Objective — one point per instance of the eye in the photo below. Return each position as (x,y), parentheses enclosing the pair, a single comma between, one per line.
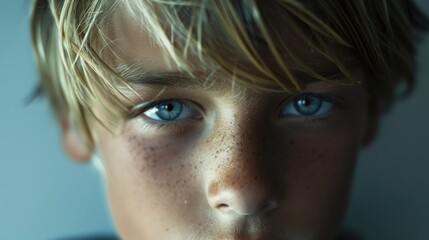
(309,104)
(170,110)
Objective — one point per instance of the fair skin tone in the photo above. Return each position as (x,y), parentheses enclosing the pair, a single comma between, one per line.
(214,164)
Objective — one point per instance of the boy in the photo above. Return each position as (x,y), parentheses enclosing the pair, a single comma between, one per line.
(223,119)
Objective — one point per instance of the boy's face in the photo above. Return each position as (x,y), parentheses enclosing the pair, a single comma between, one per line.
(214,164)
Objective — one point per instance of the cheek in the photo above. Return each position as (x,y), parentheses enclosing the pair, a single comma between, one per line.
(149,180)
(317,170)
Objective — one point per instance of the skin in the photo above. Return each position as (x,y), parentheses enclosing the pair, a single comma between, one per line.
(236,169)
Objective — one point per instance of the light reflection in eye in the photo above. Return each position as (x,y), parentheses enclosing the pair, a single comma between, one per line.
(170,110)
(309,104)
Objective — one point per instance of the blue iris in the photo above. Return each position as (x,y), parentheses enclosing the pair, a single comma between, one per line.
(307,104)
(169,110)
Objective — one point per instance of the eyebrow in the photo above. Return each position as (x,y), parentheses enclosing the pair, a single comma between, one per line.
(137,75)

__Direction__. Reproduce all of the material above verbatim, leaving out the pictures.

__Reply to the exercise__.
Objective — one point per instance of the eye in the photo below. Return each position as (x,y), parentheses enclosing the pair, a single comma between, one per line.
(309,104)
(170,110)
Objective — one point per instance of the fair skin tone in the photo above. Return each position as (x,y), parentheses enclosing the pair, a single comma between, one per line.
(214,164)
Objective — one point per instance of the boy in the photo above. Return each position as (x,y), parentheses enclosing the pair, a single comma between, one per line.
(223,119)
Objective — one point per instance of the boy's face in the photo above. Return each position as (x,y), parentheses enclosing the pair, a single comma between, one per line.
(214,164)
Objective — one point per instance of the cheek in the photo above. Return each position as (x,y), parentheses enclosing the pair, a single comma between, one per line.
(149,180)
(317,170)
Objective — one point per instance of the skin in the photo above. Return each position as (x,y), parentheses enclosing the pair, a single comma between, one per line.
(236,169)
Objective — one point per instance of the light reflection in eye in the photo above. Return each position as (x,y), parentheses enclosing the pair, a single comma between, one per line.
(170,110)
(309,104)
Objective — one point per instance of the blue iris in the photo above. Return each position as (x,y), parentheses enclosing the pair, a single comma between, one per line.
(307,104)
(169,110)
Objective — one point per instance of the eyebrow in the photo above. Return each position as (x,y), parentheses enclosing the pair, a single comma between, one per line.
(137,75)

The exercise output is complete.